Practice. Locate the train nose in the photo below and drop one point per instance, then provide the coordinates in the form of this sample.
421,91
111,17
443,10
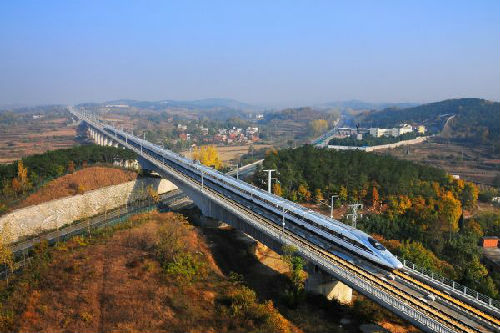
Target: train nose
397,264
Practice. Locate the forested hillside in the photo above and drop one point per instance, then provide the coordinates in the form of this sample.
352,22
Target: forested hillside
475,120
417,206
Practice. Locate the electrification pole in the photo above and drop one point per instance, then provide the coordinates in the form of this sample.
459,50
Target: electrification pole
269,172
354,215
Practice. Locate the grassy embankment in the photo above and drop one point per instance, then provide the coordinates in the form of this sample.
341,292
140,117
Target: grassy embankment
152,273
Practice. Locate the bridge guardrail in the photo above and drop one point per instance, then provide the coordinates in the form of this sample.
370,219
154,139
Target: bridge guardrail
456,287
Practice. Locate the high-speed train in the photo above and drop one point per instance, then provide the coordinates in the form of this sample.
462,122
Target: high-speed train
328,231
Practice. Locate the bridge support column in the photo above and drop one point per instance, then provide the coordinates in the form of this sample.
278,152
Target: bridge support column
319,282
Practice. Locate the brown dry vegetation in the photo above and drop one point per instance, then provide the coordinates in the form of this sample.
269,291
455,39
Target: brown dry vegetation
35,137
124,281
86,179
472,163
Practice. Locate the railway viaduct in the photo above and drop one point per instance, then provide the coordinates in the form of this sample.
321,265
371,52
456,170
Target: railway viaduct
328,274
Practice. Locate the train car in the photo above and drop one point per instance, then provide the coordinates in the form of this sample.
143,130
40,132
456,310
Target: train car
339,234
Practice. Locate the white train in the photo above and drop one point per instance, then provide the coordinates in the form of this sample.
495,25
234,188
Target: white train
329,231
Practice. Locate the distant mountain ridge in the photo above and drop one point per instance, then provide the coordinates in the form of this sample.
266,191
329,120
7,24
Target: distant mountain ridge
361,105
232,104
474,120
201,104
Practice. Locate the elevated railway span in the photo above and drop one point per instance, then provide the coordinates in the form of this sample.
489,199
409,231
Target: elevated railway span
275,224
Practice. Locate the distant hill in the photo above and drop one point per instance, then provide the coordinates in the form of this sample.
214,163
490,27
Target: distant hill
472,120
361,105
200,104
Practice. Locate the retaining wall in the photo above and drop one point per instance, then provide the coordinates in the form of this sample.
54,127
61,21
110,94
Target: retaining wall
55,213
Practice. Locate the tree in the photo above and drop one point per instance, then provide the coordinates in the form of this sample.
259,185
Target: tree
16,186
318,126
469,195
71,167
318,195
343,194
208,155
449,212
375,197
277,189
303,193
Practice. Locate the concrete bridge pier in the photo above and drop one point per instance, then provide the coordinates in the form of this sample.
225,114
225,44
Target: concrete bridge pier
321,283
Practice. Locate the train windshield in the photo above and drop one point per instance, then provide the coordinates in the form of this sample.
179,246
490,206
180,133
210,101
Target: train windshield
376,244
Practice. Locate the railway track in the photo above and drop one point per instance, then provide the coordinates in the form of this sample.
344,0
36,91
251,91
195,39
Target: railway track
430,310
404,296
493,321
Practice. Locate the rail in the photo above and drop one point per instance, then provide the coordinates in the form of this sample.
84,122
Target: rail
399,301
452,286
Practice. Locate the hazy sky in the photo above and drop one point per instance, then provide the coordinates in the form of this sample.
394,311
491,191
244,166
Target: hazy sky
296,52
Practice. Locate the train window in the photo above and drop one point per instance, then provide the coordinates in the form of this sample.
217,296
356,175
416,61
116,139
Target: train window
376,244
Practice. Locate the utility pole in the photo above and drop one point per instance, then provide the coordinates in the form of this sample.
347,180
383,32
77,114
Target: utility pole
331,205
269,178
354,215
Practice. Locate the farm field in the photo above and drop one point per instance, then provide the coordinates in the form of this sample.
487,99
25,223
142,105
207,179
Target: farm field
35,137
470,163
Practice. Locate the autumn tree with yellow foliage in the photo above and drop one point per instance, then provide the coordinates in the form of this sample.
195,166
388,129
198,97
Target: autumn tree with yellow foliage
208,155
318,126
277,189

_The task:_ Repeat the material above in full and exactly, omitting the pictures.

_Finished task:_
Practice. Locate the train nose in the photo below and drop one point per instance, then provide the coordinates in the form of this sample.
421,91
111,17
443,10
Target: train nose
397,264
Practice. Locate the forested hillside in the photo above and drop one point per instance, then provide the coordinates in the form of this sample.
352,22
Target: forested hillside
475,120
417,206
Practice. Locate the electrification pole in the photo above and drop one point per instance, then provide the coordinates in the form of this sample.
459,50
Target: electrification pole
269,172
354,215
Practice. Locate the grassy embankment in the photo above and drop one point per instance, then provide the coordinates in the form of this sample.
341,292
140,117
Target: grassy embankment
152,273
Practice. Locate the bridge guardrail in the photo above and drop one point per instance, then provide the coordinates in the form of this sample.
370,219
154,139
Target: bridge guardrail
456,287
Practice. Locate the high-speed train in the photo above and drop one point per instance, then provide the coordinates in the form of this sample.
462,122
Target: high-speed train
328,231
Practice. Locate the bridge support column in the photo above and drop one point per instance, then provide the coordinates in the form of this sample.
278,152
Target: bridge support column
319,282
Practice. Locate the brown dry vegetation in the photo above and drop one point per instance, then provide the coordinates in the form of this sample.
269,291
455,39
Target: brown dry vegetation
35,137
124,281
86,179
472,163
Practice. Locate the railway viaduct in the photo above and drop one point per instance, then provide the coordinates in the form of this sample.
321,265
371,52
456,170
Target: railway viaduct
328,274
Practice. Locate the train car in the photo above and drop one point per instance, then provide the coordinates in the form of this sample.
143,130
40,132
456,310
Target: train car
339,234
Practice. Locate the white train in the photo above and drop one point per instance, then provide the coordinates in the form of this sample.
495,25
234,188
Target: white train
329,231
Practice. Locate the distant mountain ridge in the photo above and drop one point per instance, then provide the coordinates in the form of this sample.
266,191
329,120
7,24
Target: distant mountain ridge
361,105
232,104
474,120
201,104
Practice. Locate the elevated railway span in the photo above and drop one point per instance, then provide the coordinates in the form of this sample.
489,199
409,231
Target: elevated railway span
275,224
Practice. Locate the distant hill in the photo above and drop one point per instance, then provide the coordinates in the form of this sample.
214,163
490,27
Target: distant hill
472,120
361,105
200,104
Practice. Locate the retaining wall in the photo above and drop one point per instance, then provide the coordinates in the form of this sample.
54,127
61,21
110,94
Target: retaining wall
55,213
Practice. Locate the tree in the photo above and drop one point per instance, then provide the coordinates in the form of this sample.
259,185
Target: tree
16,186
318,126
469,195
71,167
318,195
343,194
208,155
449,212
375,197
277,189
303,193
Practice. Locate the concrete bridge pier in the photo above and drop one point per instance, then provide the coordinates in the form of this sample.
225,114
225,44
Target: concrete bridge pier
321,283
Practice. Locate the train windshield in the photo above and drop one point per instance, then provide the coordinates in the form of this sample.
179,246
490,206
180,133
210,101
Target: train windshield
376,244
Practice. Locate the railway track in the photo above and drop one point per instance, then provide the coordinates in the form of this sample.
344,0
36,91
251,91
195,39
Target: railway track
430,310
404,296
493,321
Practice. Locate the rail in the photo above and drop one point per instance, then provide the coordinates in the form of this sample.
84,122
Target: rail
399,301
452,286
Practice. Locate the hazy sky in the photo above and drop one point per instance, then provide the coordinates in the form of this sample.
394,311
491,191
244,166
Target: hazy sky
296,52
Practice. Locate the train window in the photo above and drop one point per instance, then provide the coordinates in the form of this sample.
217,296
356,175
416,61
116,139
Target: train window
376,244
Practice. Locate the utility pole in the photo above and drop one point per instance, then provide the coordinates in the form of this sample.
347,180
383,32
77,114
Target: utility pole
331,205
269,178
354,215
Practice. Locate the farm field in the photo above and drop one point per instance, then provide the coordinates in the form of this sample.
487,99
25,223
142,105
207,179
Target: farm field
35,137
470,163
Practice. Locate the autumn tree with yellow foliage in the photo above and drop one point per instance, then provide the coordinates in the form of this sample.
195,166
388,129
198,97
Target: autumn tree with yellow foliage
208,155
318,126
277,189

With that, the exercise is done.